Do this | Pick out every line in the records below that contains the string "burning", and copy each of those lines.

Exercise data |
○ ○ ○ ○ ○ ○ ○

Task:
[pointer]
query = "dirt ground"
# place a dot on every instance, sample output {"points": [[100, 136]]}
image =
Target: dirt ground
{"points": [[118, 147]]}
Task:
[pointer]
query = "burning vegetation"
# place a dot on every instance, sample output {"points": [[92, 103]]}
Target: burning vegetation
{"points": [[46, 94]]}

○ ○ ○ ○ ○ ○ ○

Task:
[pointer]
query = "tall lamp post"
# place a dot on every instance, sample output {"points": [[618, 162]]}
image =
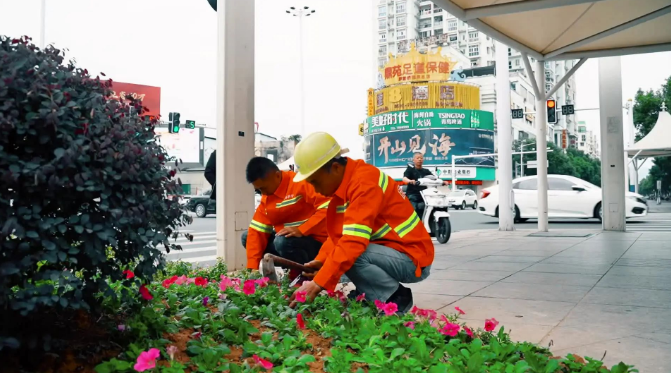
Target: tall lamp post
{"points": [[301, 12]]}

○ ○ ○ ○ ○ ○ ○

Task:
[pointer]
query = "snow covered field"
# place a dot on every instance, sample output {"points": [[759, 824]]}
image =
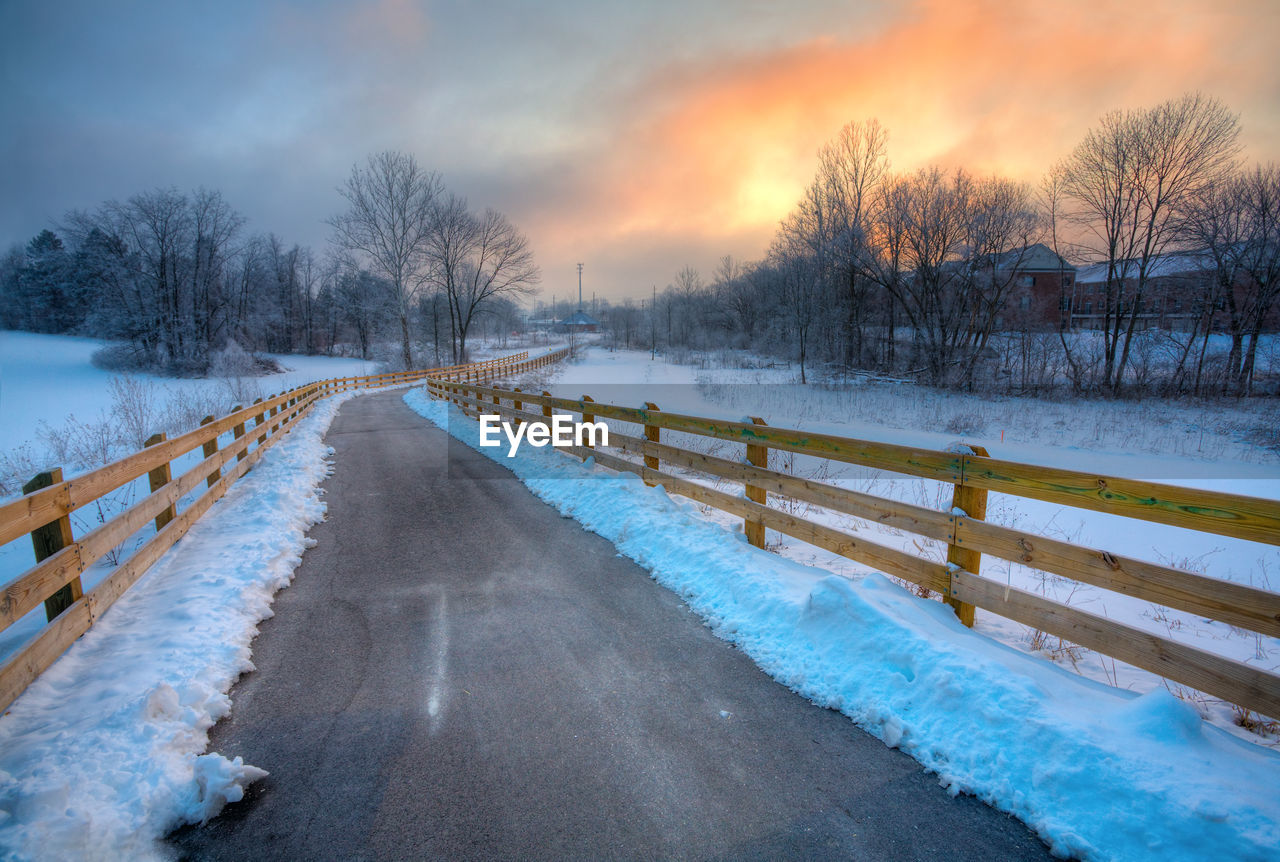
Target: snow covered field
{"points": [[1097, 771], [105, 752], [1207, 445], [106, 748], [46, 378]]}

○ ○ ○ ○ ○ ○ ○

Solution for this problem |
query = "burning vegetation"
Target: burning vegetation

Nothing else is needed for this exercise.